Problems and tasks »
(1) Reproduce everything in the Rose Quarter text below from "The talk began" down to "include the Rose Quarter.".
(2) According to the Rose Quarter text below, in what year was the Broadway Bridge built?

Document extract »
L-R: Randy Gragg, Sam Adams, J. Isaac, Rick Potestio, Sarah Mensah. Photo by Brian Libby
Last night's Bright Lights talk about the Rose Quarter development, hosted by Portland Monthly editor Randy Gragg and featuring Mayor Adams and three members of the Trail Blazers team, was both encouraging and, at times, a little baffling.
The talk began with an explanation from Gragg about why the two non-Blazer finalists for the Memorial Coliseum renovation - the VMAAC (Veterans' Memorial Arts & Athletic Center) and the MARC (Memorial Athletic Recreation Complex) - were not participating. "For tonight it’s both broader and more specific," he said. Gragg mentioned three decisions coming up that needed vetting: the expiration of the Blazers’ Coliseum development rights in 2011, whether Urban Renewal Area funds from other districts should be used here, and whether the Convention Center URA should be reshaped in 2011 to include the Rose Quarter.
Gragg then invited Portland State University professor and historian Carl Abbot to give a brief refresher talk on the 100 years of history that predated construction of the Rose Quarter. This parcel has always had value as high ground, Abbot explained: a peninsula of higher land between Sullivan’s gulch and the bottom lowlands. “It was one of the few places where dry land came down to the river on the east side.”
Then, with the addition of streetcar lines in 1904, the future Rose Quarter area became a cross section of two principal arterials: Broadway running east-west and Interstate Avenue (then Portland's principal highway) running north-south. The Broadway Bridge construction in 1912 made Broadway a commercial corridor. As Portland developed a working waterfront in the 20th century, the mixed-income and mixed-race neighborhood of Lower Albina flourished here. Approaching and during World War II, industrial jobs helped Portland's African-American population grow by tenfold, from two thousand to 20,000. After the war, like most American cities, Portland added freeways (Interstate 5) and huge urban renewal projects (Memorial Coliseum). These had value, but at the great price of destroying a once thriving neighborhood.

Provided data »
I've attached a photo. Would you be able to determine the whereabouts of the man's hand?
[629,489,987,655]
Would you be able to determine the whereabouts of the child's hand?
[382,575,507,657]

The replies »
(1)
The talk began with an explanation from Gragg about why the two non-Blazer finalists for the Memorial Coliseum renovation - the VMAAC (Veterans' Memorial Arts & Athletic Center) and the MARC (Memorial Athletic Recreation Complex) - were not participating. "For tonight it’s both broader and more specific," he said. Gragg mentioned three decisions coming up that needed vetting: the expiration of the Blazers’ Coliseum development rights in 2011, whether Urban Renewal Area funds from other districts should be used here, and whether the Convention Center URA should be reshaped in 2011 to include the Rose Quarter.

(2) 1912